Supplied text:
▼
Fiscal support necessary, but not sufficient, for market recovery - Capital Economics
Capital Daily

Fiscal support necessary, but not sufficient, for market recovery

Capital Daily
Written by Oliver Jones

The extra fiscal support announced in the past twenty-four hours is a welcome and necessary step to limit the longer-term economic damage that the coronavirus outbreak could cause. But even a huge fiscal expansion, plus the monetary measures already in place, will not be able to prevent a major short-term hit. We doubt that it will turn markets around by itself either.

  • We expect the central bank of Brazil to cut its policy rate by 25bp
  • Further fiscal stimulus measures are likely to be announced in the US and the E-Z
  • You can track the spread of COVID-19 and its impact on our dedicated page here

Key Market Themes

The extra fiscal support announced in the past twenty-four hours is a welcome and necessary step to limit the longer-term economic damage that the coronavirus outbreak could cause. But even a huge fiscal expansion, plus the monetary measures already in place, will not be able to prevent a major short-term hit. We doubt that it will turn markets around by itself either.
▲
Dataset content:
▼
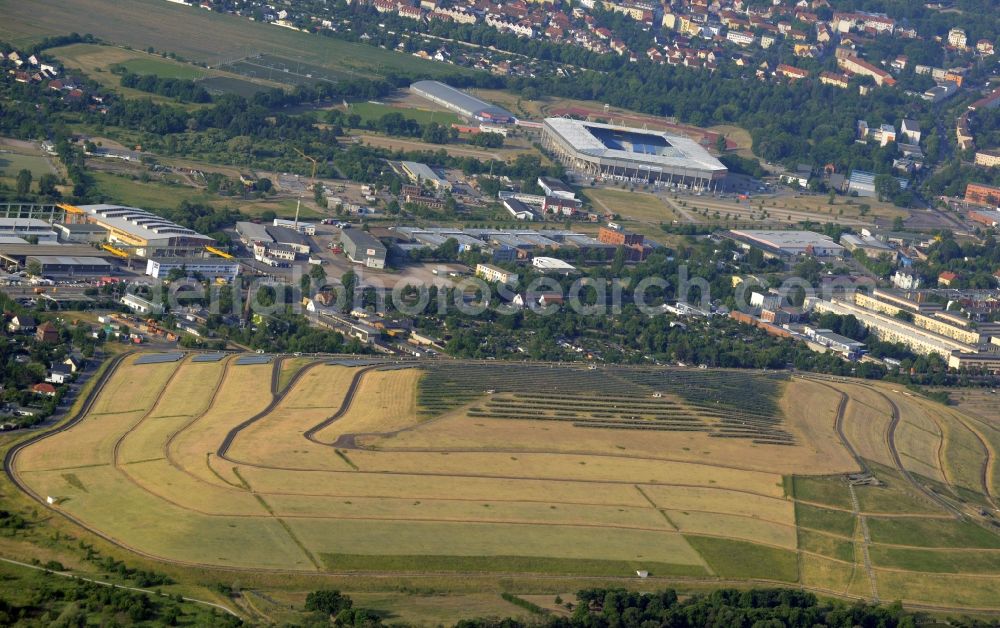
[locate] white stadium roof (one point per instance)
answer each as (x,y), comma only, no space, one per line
(680,151)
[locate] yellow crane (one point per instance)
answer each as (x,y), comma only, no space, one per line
(313,177)
(219,252)
(115,251)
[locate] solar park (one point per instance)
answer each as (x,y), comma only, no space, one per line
(364,465)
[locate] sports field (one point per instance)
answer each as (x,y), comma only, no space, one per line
(339,467)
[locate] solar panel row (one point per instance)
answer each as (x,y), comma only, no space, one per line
(208,357)
(158,358)
(253,359)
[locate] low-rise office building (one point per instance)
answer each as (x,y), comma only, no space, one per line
(361,248)
(495,274)
(160,267)
(70,265)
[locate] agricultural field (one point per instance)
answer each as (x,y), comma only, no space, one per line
(632,207)
(562,472)
(197,35)
(374,111)
(17,155)
(97,61)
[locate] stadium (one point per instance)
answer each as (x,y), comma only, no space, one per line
(461,103)
(626,154)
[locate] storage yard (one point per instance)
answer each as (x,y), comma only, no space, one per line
(566,471)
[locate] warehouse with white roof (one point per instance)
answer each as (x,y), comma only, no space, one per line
(144,233)
(461,103)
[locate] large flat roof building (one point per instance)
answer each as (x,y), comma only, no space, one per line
(627,154)
(70,265)
(251,232)
(145,233)
(460,102)
(789,243)
(417,171)
(207,267)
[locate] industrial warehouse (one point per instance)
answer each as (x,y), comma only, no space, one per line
(625,154)
(461,103)
(145,234)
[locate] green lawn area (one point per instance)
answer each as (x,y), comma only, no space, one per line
(936,561)
(822,490)
(504,564)
(163,68)
(826,545)
(636,206)
(11,163)
(374,111)
(150,195)
(738,559)
(825,520)
(931,533)
(203,36)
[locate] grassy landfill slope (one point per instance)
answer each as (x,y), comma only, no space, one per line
(194,34)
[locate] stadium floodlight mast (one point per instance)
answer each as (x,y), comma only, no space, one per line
(298,203)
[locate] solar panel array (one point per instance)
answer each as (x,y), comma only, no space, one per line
(158,358)
(253,359)
(358,362)
(208,357)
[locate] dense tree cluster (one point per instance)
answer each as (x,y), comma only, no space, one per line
(603,608)
(183,90)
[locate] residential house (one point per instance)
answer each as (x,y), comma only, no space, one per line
(59,374)
(47,333)
(21,323)
(910,130)
(44,388)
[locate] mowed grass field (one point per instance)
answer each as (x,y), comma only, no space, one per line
(306,466)
(196,34)
(374,111)
(97,61)
(631,206)
(17,155)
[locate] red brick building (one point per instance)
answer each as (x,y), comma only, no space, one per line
(633,242)
(619,238)
(982,194)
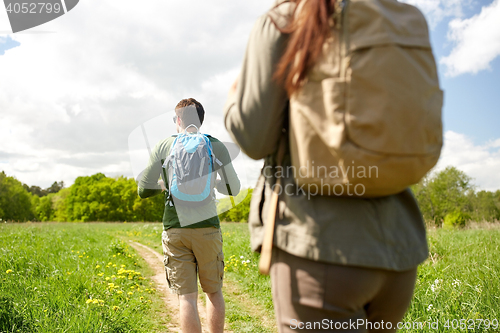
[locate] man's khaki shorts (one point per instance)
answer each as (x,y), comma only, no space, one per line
(188,251)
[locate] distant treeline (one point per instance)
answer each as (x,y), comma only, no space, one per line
(447,197)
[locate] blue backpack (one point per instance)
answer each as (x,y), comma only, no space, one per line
(190,169)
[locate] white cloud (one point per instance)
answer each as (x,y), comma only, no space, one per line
(476,39)
(481,162)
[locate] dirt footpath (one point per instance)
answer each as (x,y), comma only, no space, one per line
(155,261)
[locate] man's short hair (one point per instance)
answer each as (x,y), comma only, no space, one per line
(190,111)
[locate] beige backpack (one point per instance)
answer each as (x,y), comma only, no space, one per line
(367,122)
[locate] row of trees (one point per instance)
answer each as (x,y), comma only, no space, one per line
(448,196)
(92,198)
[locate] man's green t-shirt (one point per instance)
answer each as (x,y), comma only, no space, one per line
(148,185)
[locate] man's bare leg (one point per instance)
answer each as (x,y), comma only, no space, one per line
(216,311)
(190,320)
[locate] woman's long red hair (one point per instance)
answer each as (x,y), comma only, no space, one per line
(308,30)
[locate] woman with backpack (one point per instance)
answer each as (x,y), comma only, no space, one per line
(331,85)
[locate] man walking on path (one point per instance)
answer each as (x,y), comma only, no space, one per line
(192,240)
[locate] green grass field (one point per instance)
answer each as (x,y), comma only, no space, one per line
(69,277)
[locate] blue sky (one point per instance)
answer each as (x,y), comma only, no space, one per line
(472,101)
(73,91)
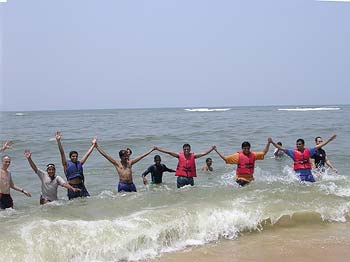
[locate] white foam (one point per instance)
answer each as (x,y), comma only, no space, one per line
(310,109)
(208,109)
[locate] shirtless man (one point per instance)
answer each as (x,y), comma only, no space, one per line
(6,183)
(123,168)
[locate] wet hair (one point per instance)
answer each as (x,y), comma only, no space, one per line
(245,144)
(50,165)
(301,141)
(72,152)
(186,145)
(123,153)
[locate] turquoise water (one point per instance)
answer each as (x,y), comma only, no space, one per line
(157,219)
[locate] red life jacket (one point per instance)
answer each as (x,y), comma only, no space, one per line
(245,164)
(302,159)
(186,166)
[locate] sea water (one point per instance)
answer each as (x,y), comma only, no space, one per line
(111,226)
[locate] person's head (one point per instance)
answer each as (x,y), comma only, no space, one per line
(209,161)
(186,148)
(6,161)
(157,159)
(51,170)
(73,155)
(129,151)
(300,144)
(246,147)
(123,154)
(318,140)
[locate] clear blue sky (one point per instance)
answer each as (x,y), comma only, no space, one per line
(79,54)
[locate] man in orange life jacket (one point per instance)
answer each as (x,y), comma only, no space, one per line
(245,161)
(301,157)
(186,167)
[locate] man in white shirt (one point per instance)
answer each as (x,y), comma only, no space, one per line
(49,180)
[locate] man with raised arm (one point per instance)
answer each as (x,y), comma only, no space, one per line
(245,161)
(73,168)
(49,180)
(124,168)
(301,157)
(6,183)
(186,167)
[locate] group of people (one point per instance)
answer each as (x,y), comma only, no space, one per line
(185,171)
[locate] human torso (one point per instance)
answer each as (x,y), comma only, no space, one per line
(5,181)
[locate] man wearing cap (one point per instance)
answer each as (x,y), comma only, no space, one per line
(49,180)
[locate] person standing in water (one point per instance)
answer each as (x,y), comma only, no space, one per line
(49,180)
(73,168)
(6,183)
(124,168)
(320,159)
(245,161)
(301,157)
(186,167)
(156,171)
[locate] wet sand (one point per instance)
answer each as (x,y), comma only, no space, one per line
(323,242)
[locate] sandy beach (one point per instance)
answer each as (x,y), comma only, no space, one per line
(325,242)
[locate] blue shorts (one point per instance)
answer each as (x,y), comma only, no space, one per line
(126,187)
(183,181)
(82,193)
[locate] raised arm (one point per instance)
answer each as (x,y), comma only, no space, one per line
(6,145)
(28,155)
(87,154)
(138,158)
(275,145)
(267,147)
(109,158)
(220,154)
(205,153)
(325,142)
(60,148)
(167,152)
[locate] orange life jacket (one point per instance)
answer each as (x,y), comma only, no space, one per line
(302,159)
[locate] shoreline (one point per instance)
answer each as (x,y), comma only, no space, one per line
(307,243)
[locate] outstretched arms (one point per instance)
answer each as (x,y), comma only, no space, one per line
(87,154)
(6,145)
(28,155)
(276,145)
(167,152)
(325,142)
(205,153)
(60,148)
(138,158)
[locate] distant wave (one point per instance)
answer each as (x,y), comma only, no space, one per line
(207,109)
(310,109)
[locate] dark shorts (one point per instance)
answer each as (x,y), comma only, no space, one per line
(5,201)
(83,193)
(184,181)
(126,187)
(242,182)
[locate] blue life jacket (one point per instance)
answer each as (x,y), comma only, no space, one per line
(74,170)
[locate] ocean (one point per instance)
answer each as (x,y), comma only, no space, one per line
(159,219)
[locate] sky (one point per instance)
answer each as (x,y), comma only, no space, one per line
(89,54)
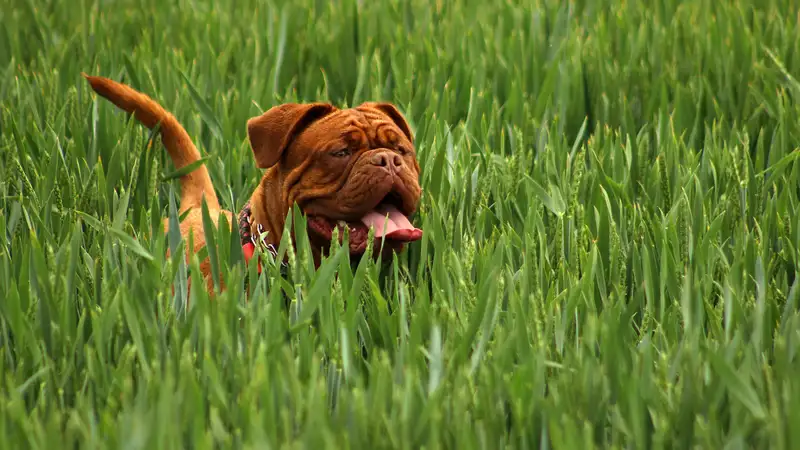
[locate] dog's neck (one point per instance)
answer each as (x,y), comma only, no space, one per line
(265,198)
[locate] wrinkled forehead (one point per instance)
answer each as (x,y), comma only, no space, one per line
(355,128)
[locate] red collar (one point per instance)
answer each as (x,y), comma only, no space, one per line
(246,236)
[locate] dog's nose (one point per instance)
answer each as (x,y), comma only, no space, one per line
(389,160)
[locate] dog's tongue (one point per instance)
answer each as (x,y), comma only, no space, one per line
(389,222)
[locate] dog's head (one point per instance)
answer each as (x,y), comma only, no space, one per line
(354,168)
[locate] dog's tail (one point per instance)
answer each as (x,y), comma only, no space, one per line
(175,138)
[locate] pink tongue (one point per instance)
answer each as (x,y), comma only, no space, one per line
(389,222)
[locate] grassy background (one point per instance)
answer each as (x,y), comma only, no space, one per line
(611,228)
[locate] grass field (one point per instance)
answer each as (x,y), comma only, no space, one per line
(610,212)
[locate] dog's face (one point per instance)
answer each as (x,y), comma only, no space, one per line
(354,168)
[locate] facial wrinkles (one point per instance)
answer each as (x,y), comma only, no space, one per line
(366,127)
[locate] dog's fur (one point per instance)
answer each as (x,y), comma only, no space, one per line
(335,164)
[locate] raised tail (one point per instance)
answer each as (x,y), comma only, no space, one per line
(175,138)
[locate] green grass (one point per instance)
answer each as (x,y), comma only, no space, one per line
(610,211)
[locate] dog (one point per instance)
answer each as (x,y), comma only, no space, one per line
(355,168)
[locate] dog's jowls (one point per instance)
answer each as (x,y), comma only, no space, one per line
(353,168)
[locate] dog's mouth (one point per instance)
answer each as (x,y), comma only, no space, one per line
(392,228)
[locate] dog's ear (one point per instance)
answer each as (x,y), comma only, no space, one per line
(272,132)
(394,114)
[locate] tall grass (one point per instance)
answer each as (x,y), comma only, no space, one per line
(610,211)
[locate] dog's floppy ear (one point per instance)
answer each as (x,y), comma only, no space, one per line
(393,113)
(272,132)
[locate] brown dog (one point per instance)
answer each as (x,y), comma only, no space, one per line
(343,167)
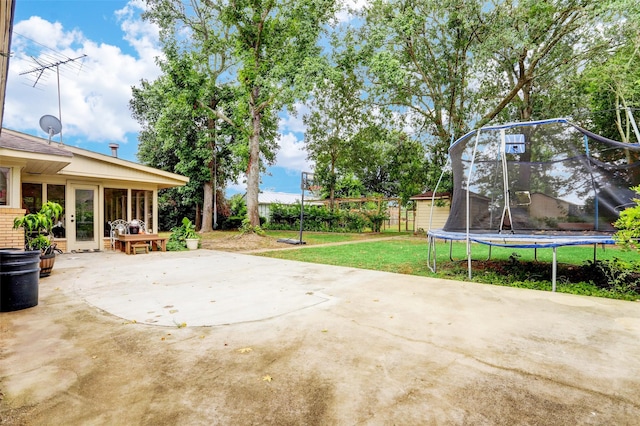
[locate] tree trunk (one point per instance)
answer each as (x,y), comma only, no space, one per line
(253,169)
(207,208)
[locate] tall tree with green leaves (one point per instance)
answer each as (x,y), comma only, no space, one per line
(418,54)
(180,135)
(532,47)
(337,114)
(451,65)
(268,48)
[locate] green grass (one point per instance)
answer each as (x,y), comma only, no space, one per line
(408,255)
(315,238)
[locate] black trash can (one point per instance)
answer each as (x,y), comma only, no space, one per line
(19,279)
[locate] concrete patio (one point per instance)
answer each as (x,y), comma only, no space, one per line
(209,337)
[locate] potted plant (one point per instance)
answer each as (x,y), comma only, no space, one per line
(38,234)
(189,233)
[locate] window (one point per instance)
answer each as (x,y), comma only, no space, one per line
(5,184)
(32,197)
(142,207)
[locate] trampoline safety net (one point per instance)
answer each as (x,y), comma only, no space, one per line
(546,177)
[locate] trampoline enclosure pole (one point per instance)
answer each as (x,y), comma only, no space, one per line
(554,269)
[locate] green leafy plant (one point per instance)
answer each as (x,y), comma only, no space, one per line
(38,227)
(180,235)
(628,225)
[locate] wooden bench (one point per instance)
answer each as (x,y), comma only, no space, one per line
(139,247)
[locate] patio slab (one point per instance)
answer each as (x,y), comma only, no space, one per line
(208,337)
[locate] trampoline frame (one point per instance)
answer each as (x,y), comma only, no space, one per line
(534,241)
(511,237)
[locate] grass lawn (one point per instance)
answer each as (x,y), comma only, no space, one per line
(512,267)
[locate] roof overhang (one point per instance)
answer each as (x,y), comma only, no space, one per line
(37,156)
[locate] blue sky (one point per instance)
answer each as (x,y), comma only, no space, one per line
(120,50)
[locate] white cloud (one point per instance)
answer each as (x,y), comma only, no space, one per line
(94,91)
(346,14)
(292,153)
(293,123)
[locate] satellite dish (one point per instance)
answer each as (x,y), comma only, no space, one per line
(51,125)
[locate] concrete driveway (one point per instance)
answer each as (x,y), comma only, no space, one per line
(206,337)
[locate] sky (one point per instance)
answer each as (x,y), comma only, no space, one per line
(102,48)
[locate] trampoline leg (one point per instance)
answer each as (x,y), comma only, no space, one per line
(554,270)
(469,258)
(432,246)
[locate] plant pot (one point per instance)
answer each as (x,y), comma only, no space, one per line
(19,279)
(46,264)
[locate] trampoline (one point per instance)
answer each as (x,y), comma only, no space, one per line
(538,184)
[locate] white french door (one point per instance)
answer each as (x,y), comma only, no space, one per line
▲
List every bulleted point in the fiscal support commentary. The records above come from a separate source and are unrelated to the text.

- We expect the central bank of Brazil to cut its policy rate by 25bp
- Further fiscal stimulus measures are likely to be announced in the US and the E-Z
- You can track the spread of COVID-19 and its impact on our dedicated page here